Items from a dataset:
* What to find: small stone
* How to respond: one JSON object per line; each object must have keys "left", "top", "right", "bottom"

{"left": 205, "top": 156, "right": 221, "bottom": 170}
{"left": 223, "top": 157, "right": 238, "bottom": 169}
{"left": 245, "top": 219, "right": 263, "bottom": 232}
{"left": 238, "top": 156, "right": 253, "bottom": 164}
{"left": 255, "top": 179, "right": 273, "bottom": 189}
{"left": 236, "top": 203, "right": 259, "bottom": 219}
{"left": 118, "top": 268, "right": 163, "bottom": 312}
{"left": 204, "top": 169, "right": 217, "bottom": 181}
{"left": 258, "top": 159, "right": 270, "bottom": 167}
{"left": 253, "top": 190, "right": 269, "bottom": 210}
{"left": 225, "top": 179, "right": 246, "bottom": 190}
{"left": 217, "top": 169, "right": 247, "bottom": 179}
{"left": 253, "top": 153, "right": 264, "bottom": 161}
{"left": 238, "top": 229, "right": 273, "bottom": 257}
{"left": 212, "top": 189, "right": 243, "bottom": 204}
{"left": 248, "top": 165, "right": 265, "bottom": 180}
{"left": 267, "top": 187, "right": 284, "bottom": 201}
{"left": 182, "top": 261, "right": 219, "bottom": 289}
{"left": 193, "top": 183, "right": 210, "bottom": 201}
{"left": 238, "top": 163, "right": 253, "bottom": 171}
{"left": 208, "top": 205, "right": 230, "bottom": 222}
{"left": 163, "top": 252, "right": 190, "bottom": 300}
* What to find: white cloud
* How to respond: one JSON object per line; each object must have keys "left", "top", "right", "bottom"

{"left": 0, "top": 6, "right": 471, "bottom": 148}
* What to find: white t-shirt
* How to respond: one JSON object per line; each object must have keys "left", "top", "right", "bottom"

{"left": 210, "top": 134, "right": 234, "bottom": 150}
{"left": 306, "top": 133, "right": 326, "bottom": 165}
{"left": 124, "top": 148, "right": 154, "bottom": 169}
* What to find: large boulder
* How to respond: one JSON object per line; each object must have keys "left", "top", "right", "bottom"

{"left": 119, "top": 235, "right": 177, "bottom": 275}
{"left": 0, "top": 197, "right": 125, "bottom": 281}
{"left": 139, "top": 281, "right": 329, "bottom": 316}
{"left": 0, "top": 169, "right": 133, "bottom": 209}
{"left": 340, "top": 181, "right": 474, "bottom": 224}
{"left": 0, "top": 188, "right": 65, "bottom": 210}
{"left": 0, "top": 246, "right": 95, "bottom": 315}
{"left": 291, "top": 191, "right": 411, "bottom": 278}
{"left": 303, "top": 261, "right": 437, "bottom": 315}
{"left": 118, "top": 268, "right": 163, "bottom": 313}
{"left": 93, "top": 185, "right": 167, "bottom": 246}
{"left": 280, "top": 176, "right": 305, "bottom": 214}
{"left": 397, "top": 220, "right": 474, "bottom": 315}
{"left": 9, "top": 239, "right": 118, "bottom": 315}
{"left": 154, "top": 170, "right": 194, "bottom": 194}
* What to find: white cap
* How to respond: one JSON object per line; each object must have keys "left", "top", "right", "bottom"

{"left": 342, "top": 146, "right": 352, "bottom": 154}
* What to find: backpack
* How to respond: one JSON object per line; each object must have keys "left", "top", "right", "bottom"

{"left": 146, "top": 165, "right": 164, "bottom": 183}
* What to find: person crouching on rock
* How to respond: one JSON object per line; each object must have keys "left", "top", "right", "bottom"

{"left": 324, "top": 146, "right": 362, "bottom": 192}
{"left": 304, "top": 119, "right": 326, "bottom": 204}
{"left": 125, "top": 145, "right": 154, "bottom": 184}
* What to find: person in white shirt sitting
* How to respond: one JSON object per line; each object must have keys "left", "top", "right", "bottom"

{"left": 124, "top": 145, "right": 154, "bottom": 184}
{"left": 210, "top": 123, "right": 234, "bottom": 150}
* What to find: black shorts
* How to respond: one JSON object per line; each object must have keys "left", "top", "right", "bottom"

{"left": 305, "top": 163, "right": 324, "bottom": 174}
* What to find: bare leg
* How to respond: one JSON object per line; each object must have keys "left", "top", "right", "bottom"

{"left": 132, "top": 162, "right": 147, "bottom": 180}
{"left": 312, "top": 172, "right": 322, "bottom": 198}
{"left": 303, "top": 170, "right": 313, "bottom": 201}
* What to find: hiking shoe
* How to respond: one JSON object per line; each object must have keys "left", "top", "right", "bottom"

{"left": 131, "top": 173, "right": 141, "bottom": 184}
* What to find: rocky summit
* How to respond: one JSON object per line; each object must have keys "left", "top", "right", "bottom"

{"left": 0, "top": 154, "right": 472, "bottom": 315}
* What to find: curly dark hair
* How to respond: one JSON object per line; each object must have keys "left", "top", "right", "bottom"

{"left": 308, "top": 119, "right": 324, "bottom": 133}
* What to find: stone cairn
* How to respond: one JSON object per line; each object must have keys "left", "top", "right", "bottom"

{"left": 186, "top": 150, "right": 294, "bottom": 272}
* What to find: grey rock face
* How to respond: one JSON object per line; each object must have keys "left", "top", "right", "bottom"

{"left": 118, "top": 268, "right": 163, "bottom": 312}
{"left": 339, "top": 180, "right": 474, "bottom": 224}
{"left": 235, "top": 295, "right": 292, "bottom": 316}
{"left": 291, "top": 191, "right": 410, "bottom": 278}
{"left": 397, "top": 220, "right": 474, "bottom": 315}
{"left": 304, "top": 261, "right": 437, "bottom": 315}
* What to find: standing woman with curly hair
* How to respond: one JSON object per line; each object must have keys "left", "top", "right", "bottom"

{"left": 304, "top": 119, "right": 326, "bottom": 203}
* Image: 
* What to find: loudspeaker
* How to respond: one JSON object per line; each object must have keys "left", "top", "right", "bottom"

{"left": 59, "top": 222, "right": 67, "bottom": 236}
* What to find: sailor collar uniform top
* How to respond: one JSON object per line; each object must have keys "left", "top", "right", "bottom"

* Directions for this task
Begin with the line that contains "find: hiking shoe" and end with the last line of the data. Repeat those two lines and all between them exactly.

* Task answer
* What to find: hiking shoe
* How to respond: one JSON object per line; each object must have keys "left", "top", "right", "bottom"

{"left": 131, "top": 173, "right": 141, "bottom": 184}
* What to find: rocky summit
* How to respond: one JSON object per line; each object must have keys "left", "top", "right", "bottom"

{"left": 0, "top": 154, "right": 472, "bottom": 315}
* What to find: curly dark hair
* How to respond: one JSON object per line; each object must have keys "left", "top", "right", "bottom"

{"left": 308, "top": 119, "right": 324, "bottom": 133}
* What to find: stone cairn
* How to respond: one JSON object per line; each object must have keys "left", "top", "right", "bottom"

{"left": 186, "top": 150, "right": 294, "bottom": 272}
* What to find: grey rock face
* How to respond: one JSON object per line; each object must have keys "left", "top", "right", "bottom"

{"left": 118, "top": 268, "right": 163, "bottom": 312}
{"left": 339, "top": 180, "right": 474, "bottom": 224}
{"left": 235, "top": 295, "right": 292, "bottom": 316}
{"left": 291, "top": 191, "right": 410, "bottom": 278}
{"left": 397, "top": 220, "right": 474, "bottom": 315}
{"left": 304, "top": 261, "right": 437, "bottom": 315}
* What to find: standing woman with curly hair
* How to respond: one JSON object per line; each object must have keys "left", "top", "right", "bottom"

{"left": 304, "top": 119, "right": 326, "bottom": 203}
* Image: 
* What to find: loudspeaker
* How to respond: one JSON object per line; each object must have keys "left", "top", "right", "bottom"

{"left": 59, "top": 222, "right": 67, "bottom": 236}
* What to find: sailor collar uniform top
* How to respond: one JSON object per line; each object must have keys "left", "top", "right", "bottom"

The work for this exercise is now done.